* Exercise instructions
Every line that appears in the listing is to be set down verbatim.
*** Supplied data ***
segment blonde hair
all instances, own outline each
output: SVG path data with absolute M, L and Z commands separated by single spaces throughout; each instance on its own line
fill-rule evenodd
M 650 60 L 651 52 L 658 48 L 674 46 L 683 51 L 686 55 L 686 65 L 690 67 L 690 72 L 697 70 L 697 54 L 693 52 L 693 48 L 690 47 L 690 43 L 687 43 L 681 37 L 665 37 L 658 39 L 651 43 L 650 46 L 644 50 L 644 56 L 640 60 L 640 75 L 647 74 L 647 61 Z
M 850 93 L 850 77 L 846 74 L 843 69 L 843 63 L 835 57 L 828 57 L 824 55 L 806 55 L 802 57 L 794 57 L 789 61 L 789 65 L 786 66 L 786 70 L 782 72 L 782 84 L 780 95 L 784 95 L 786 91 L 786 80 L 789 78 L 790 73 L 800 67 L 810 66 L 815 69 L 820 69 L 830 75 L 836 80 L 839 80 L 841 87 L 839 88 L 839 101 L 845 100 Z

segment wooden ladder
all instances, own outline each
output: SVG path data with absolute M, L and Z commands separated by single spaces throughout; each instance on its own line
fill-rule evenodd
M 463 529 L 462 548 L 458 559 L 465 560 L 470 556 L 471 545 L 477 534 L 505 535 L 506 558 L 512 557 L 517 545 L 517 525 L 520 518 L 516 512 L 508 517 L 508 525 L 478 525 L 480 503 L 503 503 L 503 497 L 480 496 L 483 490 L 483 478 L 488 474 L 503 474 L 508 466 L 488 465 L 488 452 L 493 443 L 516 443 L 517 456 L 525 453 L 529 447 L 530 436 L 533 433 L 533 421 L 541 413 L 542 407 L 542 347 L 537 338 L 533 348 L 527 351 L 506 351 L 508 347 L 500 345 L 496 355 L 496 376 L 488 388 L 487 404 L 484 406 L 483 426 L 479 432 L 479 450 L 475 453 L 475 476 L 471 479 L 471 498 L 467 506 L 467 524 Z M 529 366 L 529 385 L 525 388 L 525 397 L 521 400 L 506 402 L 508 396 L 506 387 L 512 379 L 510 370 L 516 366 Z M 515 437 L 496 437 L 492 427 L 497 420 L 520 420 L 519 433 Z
***
* Response
segment blonde hair
all instances, own outline each
output: SVG path data with absolute M, L and Z commands separated by single spaces throughout; each instance on its own line
fill-rule evenodd
M 650 60 L 651 52 L 658 48 L 674 46 L 683 51 L 686 55 L 686 65 L 690 67 L 690 72 L 697 70 L 697 54 L 693 52 L 693 48 L 690 47 L 690 43 L 687 43 L 681 37 L 665 37 L 658 39 L 651 43 L 650 46 L 644 50 L 644 56 L 640 60 L 640 75 L 647 74 L 647 61 Z
M 850 93 L 850 77 L 846 74 L 843 69 L 843 63 L 835 57 L 828 57 L 824 55 L 806 55 L 802 57 L 794 57 L 789 61 L 789 65 L 786 66 L 786 70 L 782 72 L 782 84 L 780 95 L 784 95 L 786 91 L 786 80 L 789 78 L 790 73 L 800 67 L 810 66 L 815 69 L 820 69 L 830 75 L 836 80 L 839 80 L 841 87 L 839 88 L 839 101 L 845 100 Z

segment wooden ladder
all instances, own outline each
output: SVG path data with absolute M, L and Z commands separated by single spaces throughout; each instance on its own line
fill-rule evenodd
M 463 529 L 462 548 L 458 559 L 465 560 L 470 556 L 471 545 L 477 534 L 505 535 L 506 558 L 512 557 L 517 545 L 517 525 L 520 518 L 516 512 L 508 517 L 508 525 L 478 525 L 480 503 L 503 503 L 503 497 L 480 496 L 483 490 L 483 478 L 488 474 L 503 474 L 508 466 L 488 465 L 488 452 L 493 443 L 516 443 L 517 456 L 525 453 L 529 447 L 530 436 L 533 433 L 533 421 L 541 413 L 542 407 L 542 347 L 537 338 L 533 348 L 527 351 L 506 351 L 508 347 L 500 345 L 496 355 L 496 376 L 488 388 L 487 404 L 484 406 L 483 426 L 479 432 L 479 450 L 475 453 L 475 476 L 471 479 L 471 498 L 467 506 L 467 524 Z M 529 366 L 529 385 L 525 388 L 525 397 L 521 400 L 506 402 L 508 396 L 506 387 L 512 379 L 510 370 L 516 366 Z M 515 437 L 496 437 L 492 427 L 497 420 L 520 420 L 519 433 Z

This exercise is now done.